## Begin TEXT EXCERPT

# Sudenblick DDR in Texas



## SiegersMom (Apr 19, 2011)

Just visited with Tanya and had a very good conversation with her. I may be putting a deposit on the current Capri/Athos litter. After doing research I feel good about the Pen-hip testing. Just wondered if anyone out there has these dogs or is familiar with them? Looking for family companion with potential for Rally or obedience. I may never title but I do want an active dog I can take to my trainer and work with just for our enjoyment. I may get brave and compete in the ring someday I do have a bit of a drive to get there so I hope some others have experience with these dogs.


----------



## CelticGlory (Jan 19, 2006)

Good luck! I was looking at this site this morning before I head out to work. Its funny because I was coming on here to find out more myself.


----------



## SiegersMom (Apr 19, 2011)

I put my deposit down on a sable female. Tanya was very easy to talk to and open about her dogs personalities and abilities. I am excited and can't wait to get our puppy. She is a small breeder and has worked to improve her dogs every year. This is a repeat breeding and she had great success with past pups from this pairing so there is not as much unknown as there would be with a first time pairing.


----------



## Rmc3092 (Aug 3, 2015)

New to this group but have to respond. I own a 2 1/2 year old from Sudenblick's "I" litter and she's wonderful! A friend owns a Sudenblick "F" litter pup and another friend one from the J litter. 
Not only that, I'll be getting another from Tanya shortly and have another friend considering one as well. 
I do NOT show or compete my girl, or have any intentions to breed her but but my trainer is also a GSD breeder and he LOVES her and her temperament and confidence.


----------



## SiegersMom (Apr 19, 2011)

I love our Sudenblick dog. She has a wonderful temperament. Very fun and active but also calm and focused. I thought long and hard about getting a working line dog because I did not want one so hyper or overstrung that I could not handle them. That has not been an issue at all. I would recommend Tanya to anyone wanting a good, sound and healthy dog


----------

## End TEXT EXCERPT
## Begin DATA BLOCK

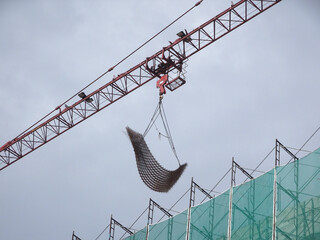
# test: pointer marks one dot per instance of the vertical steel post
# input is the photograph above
(233, 171)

## End DATA BLOCK

SET PROBLEM: Reproduce the section of the Sudenblick forum thread above that opens with the words containing "Just visited with" and closes with "out more myself.".

OUTPUT BELOW:
Just visited with Tanya and had a very good conversation with her. I may be putting a deposit on the current Capri/Athos litter. After doing research I feel good about the Pen-hip testing. Just wondered if anyone out there has these dogs or is familiar with them? Looking for family companion with potential for Rally or obedience. I may never title but I do want an active dog I can take to my trainer and work with just for our enjoyment. I may get brave and compete in the ring someday I do have a bit of a drive to get there so I hope some others have experience with these dogs.


----------



## CelticGlory (Jan 19, 2006)

Good luck! I was looking at this site this morning before I head out to work. Its funny because I was coming on here to find out more myself.